#### Directions for this task
Please repeat the material that follows, line for line and without any changes.

#### Extracted information
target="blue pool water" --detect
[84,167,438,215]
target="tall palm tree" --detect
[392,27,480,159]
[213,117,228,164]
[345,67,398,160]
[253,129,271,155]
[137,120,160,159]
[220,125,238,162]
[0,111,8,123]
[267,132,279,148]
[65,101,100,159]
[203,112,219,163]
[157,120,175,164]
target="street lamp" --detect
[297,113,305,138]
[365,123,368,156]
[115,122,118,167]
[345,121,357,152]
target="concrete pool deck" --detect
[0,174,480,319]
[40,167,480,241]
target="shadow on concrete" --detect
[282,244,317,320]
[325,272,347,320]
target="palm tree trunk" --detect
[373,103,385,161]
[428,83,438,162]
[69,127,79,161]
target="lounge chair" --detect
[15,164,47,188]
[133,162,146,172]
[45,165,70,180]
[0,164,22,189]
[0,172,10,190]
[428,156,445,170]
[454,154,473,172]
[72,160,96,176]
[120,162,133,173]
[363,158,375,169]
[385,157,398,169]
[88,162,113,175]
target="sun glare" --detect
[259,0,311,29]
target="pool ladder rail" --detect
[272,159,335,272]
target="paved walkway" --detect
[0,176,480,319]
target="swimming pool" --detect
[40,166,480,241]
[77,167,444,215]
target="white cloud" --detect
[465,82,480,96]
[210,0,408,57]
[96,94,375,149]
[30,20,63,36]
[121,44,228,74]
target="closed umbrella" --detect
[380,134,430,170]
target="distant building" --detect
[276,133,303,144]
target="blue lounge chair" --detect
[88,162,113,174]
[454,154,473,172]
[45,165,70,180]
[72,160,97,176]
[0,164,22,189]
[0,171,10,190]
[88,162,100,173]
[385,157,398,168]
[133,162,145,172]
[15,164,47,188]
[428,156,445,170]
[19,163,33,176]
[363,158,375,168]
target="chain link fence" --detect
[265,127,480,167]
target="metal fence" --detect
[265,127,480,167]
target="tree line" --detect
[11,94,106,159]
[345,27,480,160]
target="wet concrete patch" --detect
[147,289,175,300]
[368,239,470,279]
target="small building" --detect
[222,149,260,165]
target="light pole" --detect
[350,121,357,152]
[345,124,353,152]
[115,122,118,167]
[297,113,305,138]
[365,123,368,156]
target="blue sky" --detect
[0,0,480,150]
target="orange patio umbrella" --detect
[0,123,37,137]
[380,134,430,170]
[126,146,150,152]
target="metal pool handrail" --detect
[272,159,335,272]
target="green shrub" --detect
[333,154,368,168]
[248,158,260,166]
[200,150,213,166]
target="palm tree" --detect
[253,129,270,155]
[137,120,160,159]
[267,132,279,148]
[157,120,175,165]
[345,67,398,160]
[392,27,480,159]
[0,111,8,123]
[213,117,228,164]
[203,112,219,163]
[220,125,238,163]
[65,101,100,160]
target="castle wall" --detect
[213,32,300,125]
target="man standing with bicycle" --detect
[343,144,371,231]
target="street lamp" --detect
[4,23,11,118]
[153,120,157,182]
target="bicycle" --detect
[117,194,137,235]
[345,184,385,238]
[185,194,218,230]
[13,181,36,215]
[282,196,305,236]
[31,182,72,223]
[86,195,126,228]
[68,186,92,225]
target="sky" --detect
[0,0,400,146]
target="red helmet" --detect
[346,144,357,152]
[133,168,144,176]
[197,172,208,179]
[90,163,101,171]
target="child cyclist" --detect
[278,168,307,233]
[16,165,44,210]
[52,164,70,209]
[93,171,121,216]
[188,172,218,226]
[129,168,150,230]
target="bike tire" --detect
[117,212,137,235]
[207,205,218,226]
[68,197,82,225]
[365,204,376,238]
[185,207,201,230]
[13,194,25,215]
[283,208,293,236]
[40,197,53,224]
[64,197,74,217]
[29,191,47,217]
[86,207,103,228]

#### Result
target="blue pool water" --detect
[84,167,438,215]
target="tall palm tree" --detect
[392,27,480,159]
[213,117,228,164]
[345,67,398,160]
[253,129,271,155]
[137,120,160,159]
[220,125,238,162]
[0,111,8,123]
[267,132,279,148]
[65,101,100,159]
[203,112,219,163]
[157,120,175,164]
target="street lamp" --detect
[297,113,305,138]
[365,123,368,156]
[115,122,118,167]
[345,121,357,152]
target="concrete pool deck" --detect
[0,174,480,319]
[40,167,480,241]
target="shadow on concrete" --detect
[282,244,317,320]
[325,272,347,320]
target="palm tree trunk" --detect
[373,103,385,161]
[428,83,438,162]
[69,127,79,161]
target="lounge chair" --detect
[15,164,47,188]
[133,162,146,172]
[45,165,70,180]
[0,164,22,189]
[0,172,10,190]
[428,156,445,170]
[454,154,473,172]
[72,160,96,176]
[120,162,133,173]
[363,158,375,169]
[385,157,398,169]
[88,162,113,175]
target="sun glare" --detect
[259,0,311,29]
target="pool ladder rail" --detect
[272,159,335,272]
target="paved walkway" --detect
[0,176,480,319]
target="swimming pool" --detect
[40,166,480,241]
[77,167,444,215]
target="white cloud" --detect
[465,82,480,96]
[210,0,408,57]
[96,94,375,149]
[30,20,63,36]
[121,44,228,74]
target="closed umbrella" --detect
[380,134,430,170]
target="distant building" --detect
[276,133,303,144]
target="blue lounge chair" --detect
[88,162,113,174]
[454,154,473,172]
[45,165,70,180]
[72,160,97,176]
[0,164,22,189]
[0,171,10,190]
[88,162,100,173]
[385,157,398,168]
[133,162,145,172]
[15,164,47,188]
[428,156,445,170]
[19,163,33,176]
[363,158,375,168]
target="chain link fence" --detect
[265,127,480,167]
target="metal fence" --detect
[265,127,480,167]
target="tree line" --detect
[11,94,106,159]
[345,27,480,160]
target="wet concrete patch" --detect
[147,289,175,300]
[368,239,470,279]
target="small building" --detect
[222,149,260,165]
target="light pole" --detect
[350,121,357,152]
[345,124,353,152]
[115,122,118,167]
[297,113,305,138]
[365,123,368,156]
target="blue sky" --detect
[0,0,480,150]
target="orange patio umbrella" --detect
[0,123,37,137]
[380,134,430,170]
[126,146,150,152]
target="metal pool handrail" --detect
[272,159,335,272]
target="green shrub" --detect
[333,154,368,168]
[248,158,260,166]
[200,150,213,166]
target="palm tree" --detect
[253,129,270,155]
[137,120,160,159]
[267,132,279,148]
[157,120,175,165]
[345,67,398,160]
[392,27,480,159]
[0,111,8,123]
[213,117,228,164]
[203,112,219,163]
[220,125,238,163]
[65,101,100,160]
target="castle wall" --detect
[213,32,300,125]
target="man standing with bicycle" --detect
[343,144,371,231]
target="street lamp" --detect
[4,23,11,118]
[153,120,157,182]
target="bicycle" --detect
[117,194,137,235]
[345,184,385,238]
[185,194,218,230]
[13,181,36,215]
[282,196,305,236]
[31,182,72,223]
[86,195,126,228]
[68,186,92,225]
target="sky" --detect
[0,0,400,146]
target="red helmet" --detect
[346,144,357,152]
[133,168,144,176]
[197,172,208,179]
[90,163,101,171]
target="child cyclist" --detect
[278,168,307,233]
[16,165,44,210]
[52,164,70,209]
[93,171,121,216]
[188,172,218,226]
[129,168,150,230]
target="bike tire" --detect
[117,212,137,235]
[207,205,218,226]
[68,197,82,225]
[365,204,376,238]
[185,207,201,230]
[13,194,25,215]
[283,208,293,236]
[40,197,53,224]
[64,197,74,217]
[29,191,47,217]
[86,207,103,228]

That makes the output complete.